### Aangeleverde tekst

□ □ □

2.4. Appellant heeft voorts betoogd dat de rechtbank heeft miskend dat het uitbreidingsplan als gevolg van een aantal herzieningen moet worden geacht te zijn aangepast aan de Wet op de Ruimtelijke Ordening (hierna: de W.R.O.).
2.5. Dit betoog faalt. De herzieningen van het uitbreidingsplan die hebben plaatsgevonden zijn alle ondergeschikt van aard. Met de rechtbank is de Afdeling van oordeel dat het uitbreidingsplan dan ook niet kan worden geacht te zijn aangepast aan de W.R.O.
2.6. Vast staat dat de bestemming “bijeengebouwde zomerhuizen” is verwezenlijkt. Ingevolge artikel 352, eerste lid, van de bouwverordening was het derhalve verboden het zomerhuis voor permanente bewoning te gebruiken.
2.7. Appellant heeft nog betoogd dat de rechtbank er ten onrechte aan is voorbij gegaan dat burgemeester en wethouders onder de werking van het uitbreidingsplan in redelijkheid geen toepassing hebben kunnen geven aan het in artikel 352, eerste lid, van de bouwverordening neergelegde gebruiksverbod. Daartoe heeft hij aangevoerd dat het uitbreidingsplan in 1977 is vervangen door het bestemmingsplan Buitengebied van de gemeente Dalfsen, met uitzondering van het onderhavige plangebied omdat aan de in dat plan daaraan gegeven bestemming “recreatieve opvangzone” door de Kroon goedkeuring was onthouden. Appellant heeft gesteld dat de Kroon op zichzelf geen bezwaar had tegen de bestemming “recreatieve opvangzone” noch tegen het ontbreken van een verbod met betrekking tot permanente bewoning. De gemeenteraad heeft verzuimd het bestemmingsplan, voor zover daaraan goedkeuring is onthouden, te herzien. Was de gemeenteraad hierin niet nalatig geweest, dan zou, volgens appellant, voor het gebied de bestemming “recreatieve opvangzone” hebben gegolden en zou geen verbod voor permanente bewoning hebben bestaan.
2.8. Dit betoog faalt. Ingevolge het van kracht gebleven bestemmingsplan is immers de bestemming “Bijeengebouwde zomerhuizen” onverkort blijven gelden. Permanente bewoning van een onder die bestemming vallende recreatiewoning is daarmee – zoals hiervoor onder 2.3. is overwogen – in strijd.
2.9. De rechtbank heeft voorts op goede gronden geoordeeld dat burgemeester en wethouders onder de werking van het uitbreidingsplan het daarmee strijdige gebruik van het zomerhuis als permanente woning bij brief van 10 april 1995 tijdig hebben gewraakt. Anders dan appellant heeft betoogd kan deze brief in samenhang met de circulaire van 30 januari 1995, waarnaar in deze brief wordt verwezen, niet anders worden opgevat dan als een mededeling aan appellant dat de op grond van de op 3 maart 1995 gedane inschrijving in het bevolkingsregister geconstateerde permanente bewoning van de recreatiewoning [locatie] niet is toegestaan, tenzij deze vóór 1 juli 1994 is aangevangen. Indien die circulaire al niet bij de brief van 10 april 1995 is toegestuurd had appellant deze behoren op te vragen. Vast staat dat appellant de bewoning na die datum heeft aangevangen. De brief van 10 april 1995, waarop appellant niet heeft gereageerd, heeft appellant derhalve ook niet anders kunnen begrijpen dan als een schriftelijke mededeling waarin dat gebruik wordt gewraakt. Appellant komt derhalve geen aanspraak toe op overgangsrecht.

□ □ □

### Getoonde gegevens
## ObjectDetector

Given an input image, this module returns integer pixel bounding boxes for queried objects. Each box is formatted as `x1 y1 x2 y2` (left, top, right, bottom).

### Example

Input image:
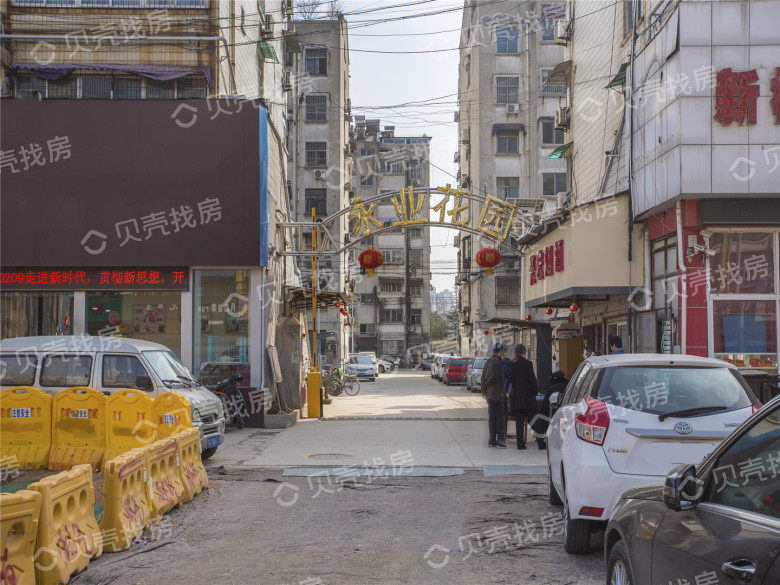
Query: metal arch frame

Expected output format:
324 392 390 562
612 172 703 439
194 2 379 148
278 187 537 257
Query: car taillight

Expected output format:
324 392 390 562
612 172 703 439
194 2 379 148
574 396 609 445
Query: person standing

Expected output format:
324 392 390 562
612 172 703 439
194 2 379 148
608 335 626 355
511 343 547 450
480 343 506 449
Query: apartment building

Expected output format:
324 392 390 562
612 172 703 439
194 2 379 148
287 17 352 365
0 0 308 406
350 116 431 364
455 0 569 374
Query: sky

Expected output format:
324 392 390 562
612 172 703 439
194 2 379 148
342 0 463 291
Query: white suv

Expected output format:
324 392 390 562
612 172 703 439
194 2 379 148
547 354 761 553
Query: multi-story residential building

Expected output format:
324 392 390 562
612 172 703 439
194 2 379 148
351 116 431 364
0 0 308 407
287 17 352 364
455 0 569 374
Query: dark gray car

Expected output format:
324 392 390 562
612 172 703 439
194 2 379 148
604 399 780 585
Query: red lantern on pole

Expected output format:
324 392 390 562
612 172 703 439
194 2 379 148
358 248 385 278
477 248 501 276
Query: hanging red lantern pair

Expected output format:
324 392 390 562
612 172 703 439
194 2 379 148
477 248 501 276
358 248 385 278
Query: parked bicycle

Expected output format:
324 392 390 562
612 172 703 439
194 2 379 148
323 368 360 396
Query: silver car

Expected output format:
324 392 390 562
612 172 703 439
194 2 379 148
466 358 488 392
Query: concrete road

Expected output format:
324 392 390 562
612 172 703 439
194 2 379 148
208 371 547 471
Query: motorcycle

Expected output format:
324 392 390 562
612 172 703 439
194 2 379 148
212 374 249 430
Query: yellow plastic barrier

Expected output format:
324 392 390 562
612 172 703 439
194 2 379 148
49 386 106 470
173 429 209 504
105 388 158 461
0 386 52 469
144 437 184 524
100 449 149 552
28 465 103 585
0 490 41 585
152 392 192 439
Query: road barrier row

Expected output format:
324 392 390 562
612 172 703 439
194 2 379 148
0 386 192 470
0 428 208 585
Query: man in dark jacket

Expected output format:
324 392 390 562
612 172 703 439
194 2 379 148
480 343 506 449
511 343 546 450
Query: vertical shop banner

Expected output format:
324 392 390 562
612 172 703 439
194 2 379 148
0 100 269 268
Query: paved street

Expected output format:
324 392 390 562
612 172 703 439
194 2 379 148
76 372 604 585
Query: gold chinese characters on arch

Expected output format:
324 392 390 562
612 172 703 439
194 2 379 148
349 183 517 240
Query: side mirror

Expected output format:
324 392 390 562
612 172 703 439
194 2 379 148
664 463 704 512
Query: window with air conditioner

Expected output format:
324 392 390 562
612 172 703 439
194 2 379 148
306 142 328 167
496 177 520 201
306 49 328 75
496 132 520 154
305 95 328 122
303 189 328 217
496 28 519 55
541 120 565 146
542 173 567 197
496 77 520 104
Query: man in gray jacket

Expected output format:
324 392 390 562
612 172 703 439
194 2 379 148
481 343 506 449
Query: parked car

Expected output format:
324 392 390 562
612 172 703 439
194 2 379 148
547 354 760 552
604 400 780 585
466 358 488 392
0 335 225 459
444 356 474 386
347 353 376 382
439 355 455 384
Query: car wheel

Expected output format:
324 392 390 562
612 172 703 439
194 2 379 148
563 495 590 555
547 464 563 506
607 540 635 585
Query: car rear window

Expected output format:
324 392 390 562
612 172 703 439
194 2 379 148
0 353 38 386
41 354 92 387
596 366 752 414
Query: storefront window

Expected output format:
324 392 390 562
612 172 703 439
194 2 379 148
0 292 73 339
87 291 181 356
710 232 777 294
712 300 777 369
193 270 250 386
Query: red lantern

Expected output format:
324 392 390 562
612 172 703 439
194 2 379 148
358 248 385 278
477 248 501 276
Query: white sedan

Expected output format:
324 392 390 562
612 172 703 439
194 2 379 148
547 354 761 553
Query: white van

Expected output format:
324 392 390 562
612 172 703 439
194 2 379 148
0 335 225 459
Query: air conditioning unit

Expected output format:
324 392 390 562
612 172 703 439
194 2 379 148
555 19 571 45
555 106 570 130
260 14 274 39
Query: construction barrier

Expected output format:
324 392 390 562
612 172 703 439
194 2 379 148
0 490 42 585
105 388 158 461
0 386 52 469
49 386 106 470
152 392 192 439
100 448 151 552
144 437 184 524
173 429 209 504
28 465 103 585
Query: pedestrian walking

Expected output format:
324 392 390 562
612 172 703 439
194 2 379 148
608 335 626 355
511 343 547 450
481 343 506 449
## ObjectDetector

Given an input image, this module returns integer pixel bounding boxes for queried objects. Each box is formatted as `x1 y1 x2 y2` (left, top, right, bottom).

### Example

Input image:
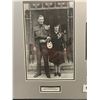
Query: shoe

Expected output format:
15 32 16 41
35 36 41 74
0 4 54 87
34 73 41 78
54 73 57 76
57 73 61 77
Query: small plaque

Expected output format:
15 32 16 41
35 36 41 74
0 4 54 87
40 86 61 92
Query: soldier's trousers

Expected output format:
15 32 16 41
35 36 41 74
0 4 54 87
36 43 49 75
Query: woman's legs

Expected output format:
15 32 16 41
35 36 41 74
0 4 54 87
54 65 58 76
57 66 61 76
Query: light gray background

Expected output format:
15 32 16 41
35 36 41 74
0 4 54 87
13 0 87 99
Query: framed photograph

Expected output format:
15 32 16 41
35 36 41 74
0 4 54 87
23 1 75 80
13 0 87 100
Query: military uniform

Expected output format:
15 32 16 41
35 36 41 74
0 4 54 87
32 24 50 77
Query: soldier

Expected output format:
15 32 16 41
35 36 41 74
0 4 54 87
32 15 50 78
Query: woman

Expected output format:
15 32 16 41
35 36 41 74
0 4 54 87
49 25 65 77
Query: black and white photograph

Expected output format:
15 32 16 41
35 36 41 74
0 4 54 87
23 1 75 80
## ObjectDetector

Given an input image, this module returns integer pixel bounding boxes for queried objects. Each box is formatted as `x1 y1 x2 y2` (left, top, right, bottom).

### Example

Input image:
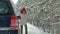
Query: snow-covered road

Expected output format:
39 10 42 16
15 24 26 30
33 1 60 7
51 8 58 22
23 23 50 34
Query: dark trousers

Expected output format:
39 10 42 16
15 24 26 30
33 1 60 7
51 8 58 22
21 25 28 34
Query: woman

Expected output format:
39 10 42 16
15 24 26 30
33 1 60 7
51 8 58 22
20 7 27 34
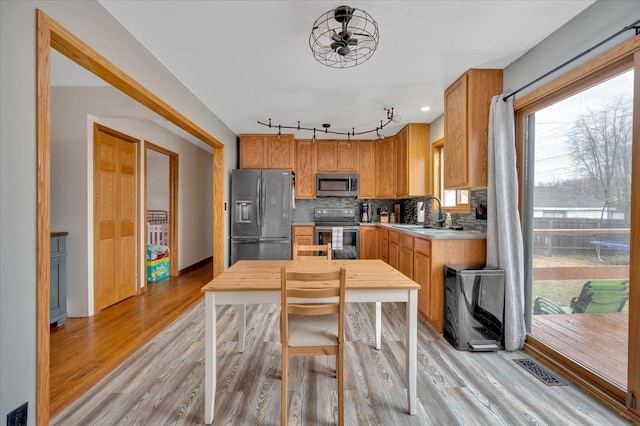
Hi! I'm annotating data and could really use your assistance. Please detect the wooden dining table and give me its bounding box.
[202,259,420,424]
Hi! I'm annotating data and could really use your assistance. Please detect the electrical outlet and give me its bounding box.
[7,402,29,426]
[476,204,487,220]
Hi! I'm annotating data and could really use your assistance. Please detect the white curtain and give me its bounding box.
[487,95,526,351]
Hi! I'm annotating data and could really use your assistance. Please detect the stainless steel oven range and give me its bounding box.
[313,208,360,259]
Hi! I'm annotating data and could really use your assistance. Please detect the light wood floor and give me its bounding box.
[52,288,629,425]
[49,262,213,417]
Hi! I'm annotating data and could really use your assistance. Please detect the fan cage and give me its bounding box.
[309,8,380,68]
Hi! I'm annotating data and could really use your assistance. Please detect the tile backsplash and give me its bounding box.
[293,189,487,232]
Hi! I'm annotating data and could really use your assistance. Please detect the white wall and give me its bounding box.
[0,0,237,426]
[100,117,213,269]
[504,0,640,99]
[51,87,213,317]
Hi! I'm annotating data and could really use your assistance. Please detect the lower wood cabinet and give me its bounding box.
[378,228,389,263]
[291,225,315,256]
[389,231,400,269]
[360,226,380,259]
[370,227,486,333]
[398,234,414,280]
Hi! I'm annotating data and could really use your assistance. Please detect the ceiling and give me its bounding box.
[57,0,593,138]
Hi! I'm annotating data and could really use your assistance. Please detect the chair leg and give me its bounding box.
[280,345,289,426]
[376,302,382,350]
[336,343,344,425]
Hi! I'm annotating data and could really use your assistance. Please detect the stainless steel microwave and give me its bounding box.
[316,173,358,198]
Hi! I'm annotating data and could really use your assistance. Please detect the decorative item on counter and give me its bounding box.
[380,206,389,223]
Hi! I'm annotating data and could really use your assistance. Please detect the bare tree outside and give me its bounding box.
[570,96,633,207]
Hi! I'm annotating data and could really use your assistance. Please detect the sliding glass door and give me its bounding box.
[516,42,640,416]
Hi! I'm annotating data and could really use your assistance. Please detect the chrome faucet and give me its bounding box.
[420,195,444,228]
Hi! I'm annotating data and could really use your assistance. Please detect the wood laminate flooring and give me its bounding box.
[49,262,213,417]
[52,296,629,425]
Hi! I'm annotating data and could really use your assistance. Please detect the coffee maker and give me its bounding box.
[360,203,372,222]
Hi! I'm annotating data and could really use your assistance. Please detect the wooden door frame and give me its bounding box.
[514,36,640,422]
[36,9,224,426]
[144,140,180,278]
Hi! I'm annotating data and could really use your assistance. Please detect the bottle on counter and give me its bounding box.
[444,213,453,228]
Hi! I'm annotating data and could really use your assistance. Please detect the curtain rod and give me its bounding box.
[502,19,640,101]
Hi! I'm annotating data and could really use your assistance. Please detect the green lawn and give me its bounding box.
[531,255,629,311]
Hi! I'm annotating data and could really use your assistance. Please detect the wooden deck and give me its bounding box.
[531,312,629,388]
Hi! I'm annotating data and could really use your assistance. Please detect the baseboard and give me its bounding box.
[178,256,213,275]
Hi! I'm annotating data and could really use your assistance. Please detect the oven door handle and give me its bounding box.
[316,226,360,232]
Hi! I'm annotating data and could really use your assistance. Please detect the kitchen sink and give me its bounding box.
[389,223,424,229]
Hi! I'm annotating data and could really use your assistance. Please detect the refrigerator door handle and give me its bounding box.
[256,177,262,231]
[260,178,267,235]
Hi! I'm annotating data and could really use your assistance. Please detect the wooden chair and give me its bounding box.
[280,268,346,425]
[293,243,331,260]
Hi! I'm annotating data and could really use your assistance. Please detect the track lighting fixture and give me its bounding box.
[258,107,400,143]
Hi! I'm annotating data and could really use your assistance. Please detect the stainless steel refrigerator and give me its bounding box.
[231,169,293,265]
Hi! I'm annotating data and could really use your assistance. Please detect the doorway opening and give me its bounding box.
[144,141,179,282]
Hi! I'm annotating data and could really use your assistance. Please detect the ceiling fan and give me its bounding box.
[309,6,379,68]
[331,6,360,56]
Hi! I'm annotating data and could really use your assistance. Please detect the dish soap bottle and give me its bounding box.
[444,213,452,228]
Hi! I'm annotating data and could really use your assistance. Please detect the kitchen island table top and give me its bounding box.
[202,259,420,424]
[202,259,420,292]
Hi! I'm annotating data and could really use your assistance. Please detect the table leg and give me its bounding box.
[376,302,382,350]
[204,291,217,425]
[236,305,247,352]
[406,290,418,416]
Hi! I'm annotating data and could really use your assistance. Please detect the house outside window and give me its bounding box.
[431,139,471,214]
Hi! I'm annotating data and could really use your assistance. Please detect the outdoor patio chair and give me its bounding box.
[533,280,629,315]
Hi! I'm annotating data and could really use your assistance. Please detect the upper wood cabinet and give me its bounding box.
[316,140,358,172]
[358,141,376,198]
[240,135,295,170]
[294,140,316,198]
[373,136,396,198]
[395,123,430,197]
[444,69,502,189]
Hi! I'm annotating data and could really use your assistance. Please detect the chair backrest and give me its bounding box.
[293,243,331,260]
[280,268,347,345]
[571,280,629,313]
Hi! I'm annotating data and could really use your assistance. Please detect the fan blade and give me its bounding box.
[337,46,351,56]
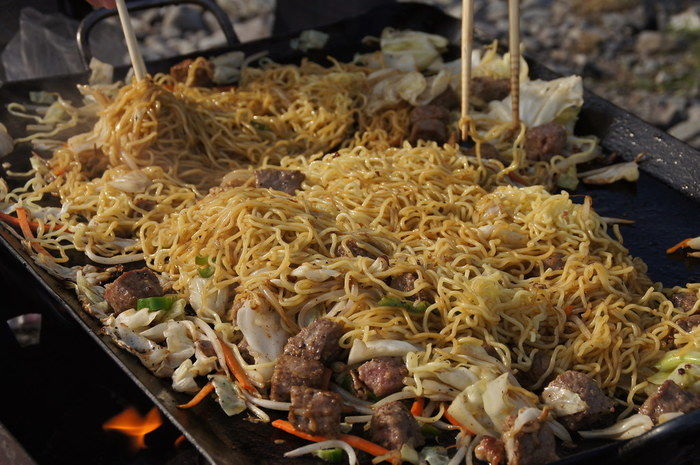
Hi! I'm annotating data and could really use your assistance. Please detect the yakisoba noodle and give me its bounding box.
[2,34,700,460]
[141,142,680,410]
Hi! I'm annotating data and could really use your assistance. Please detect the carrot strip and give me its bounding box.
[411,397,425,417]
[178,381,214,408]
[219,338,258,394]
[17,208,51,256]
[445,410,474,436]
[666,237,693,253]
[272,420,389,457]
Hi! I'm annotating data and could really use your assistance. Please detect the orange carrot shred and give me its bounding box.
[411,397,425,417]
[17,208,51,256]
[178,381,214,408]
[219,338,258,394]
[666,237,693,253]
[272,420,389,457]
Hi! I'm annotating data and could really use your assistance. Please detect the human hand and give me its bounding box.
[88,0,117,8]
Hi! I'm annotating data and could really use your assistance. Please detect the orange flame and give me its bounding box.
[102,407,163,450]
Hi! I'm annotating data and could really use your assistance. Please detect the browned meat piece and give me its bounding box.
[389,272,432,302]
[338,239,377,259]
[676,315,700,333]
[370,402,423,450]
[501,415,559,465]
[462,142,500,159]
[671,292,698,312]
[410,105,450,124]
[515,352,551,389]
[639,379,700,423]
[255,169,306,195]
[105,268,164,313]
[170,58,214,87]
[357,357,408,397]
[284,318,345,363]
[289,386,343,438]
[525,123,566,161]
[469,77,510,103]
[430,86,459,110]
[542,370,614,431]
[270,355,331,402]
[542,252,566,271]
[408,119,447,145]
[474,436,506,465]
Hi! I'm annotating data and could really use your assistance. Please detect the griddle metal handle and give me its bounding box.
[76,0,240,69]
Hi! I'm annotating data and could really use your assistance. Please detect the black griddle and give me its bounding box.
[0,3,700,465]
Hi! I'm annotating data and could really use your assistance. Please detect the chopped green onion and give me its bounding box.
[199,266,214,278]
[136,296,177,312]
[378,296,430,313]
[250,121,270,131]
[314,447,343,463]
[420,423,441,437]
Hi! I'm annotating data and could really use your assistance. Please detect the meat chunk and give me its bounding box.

□ □ □

### Doel
Neem uit de aangeleverde tekst het gedeelte van "2.4. Appellant heeft" tot en met "bewoning te gebruiken." letterlijk over.

### Uitkomst opdracht
2.4. Appellant heeft voorts betoogd dat de rechtbank heeft miskend dat het uitbreidingsplan als gevolg van een aantal herzieningen moet worden geacht te zijn aangepast aan de Wet op de Ruimtelijke Ordening (hierna: de W.R.O.).
2.5. Dit betoog faalt. De herzieningen van het uitbreidingsplan die hebben plaatsgevonden zijn alle ondergeschikt van aard. Met de rechtbank is de Afdeling van oordeel dat het uitbreidingsplan dan ook niet kan worden geacht te zijn aangepast aan de W.R.O.
2.6. Vast staat dat de bestemming “bijeengebouwde zomerhuizen” is verwezenlijkt. Ingevolge artikel 352, eerste lid, van de bouwverordening was het derhalve verboden het zomerhuis voor permanente bewoning te gebruiken.